List every fiction writer the article below names as one its author reads.
* BEGIN DOCUMENT SECTION *
By Rachel Toor
The Chronicle of Higher Education, The Chronicle Review, November 4, 2005For a dozen years, my job was to read books. Actually, as an editor of serious nonfiction, I didn’t actually read books. I read manuscripts, either those I went on to publish or, more frequently, ones I had to reject. Though I would no doubt have been a better editor if I’d reconnoitered widely in the fields I was working in, I didn’t tend to read what other presses put out.
The truth is that I was comfortable reading nonfiction only with a pencil in hand. On the occasions when I bought bound books, I couldn’t help myself. I’d look for ways to make the book better: a more thorough introduction here, some prudent cutting there. In bookstores I looked at the typeface, jacket design, and even the marketing copy of other publishers’ books, and, with an overactive editorial eye, I critiqued and, sometimes, cribbed.
Off duty, I read fiction. I have always had to carry a purse large enough to hold at least one book. My night table is stacked with teetering piles of novels. When I travel, my luggage feels like it’s filled with bricks.
I’m not terribly picky about the fiction I read. I’m as happy with the newest Michael Connelly mystery as with the latest Man Booker Prize winner. I’ll follow a reread of Wallace Stegner’s Angle of Repose with a chick-lit binge. Elizabeth George sits next to George Eliot in my house.
Many of us get pleasure from fiction, and not just reading it, but thinking about it. The growth of book clubs is testament to the nostalgic rewards of English class. Layers of gratification are added when you feel like you understand what the author is up to. You can allow yourself to be transported during the reading, and then, in tranquility, recollect the emotion and attempt to unlock the mysteries. But readers of literature, even many literary scholars (certain critical techniques notwithstanding), take for granted that the author’s choices are, for the most part, a given; that the text is what you have to work with.
Learning how to write fiction has wrested from me the pleasure of reading it.
When I enrolled in an M.F.A. program in creative writing, I told my friends that if they ever heard me use “workshop” as a verb, they should just shoot me in the head. Now, a year later, I can report that I’ve workshopped and been workshopped nearly to death. The workshop is the entree of writing programs. Literature classes are appetizers, sometimes dessert, but the workshop is the big slab of meat on the neophyte writer’s plate.
* END DOCUMENT SECTION *
* BEGIN GIVEN DATA *
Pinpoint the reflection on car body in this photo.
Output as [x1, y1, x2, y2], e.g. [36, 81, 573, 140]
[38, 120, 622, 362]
* END GIVEN DATA *
OUTPUT OF THE EXERCISE » Michael Connelly, Wallace Stegner, Elizabeth George, George Eliot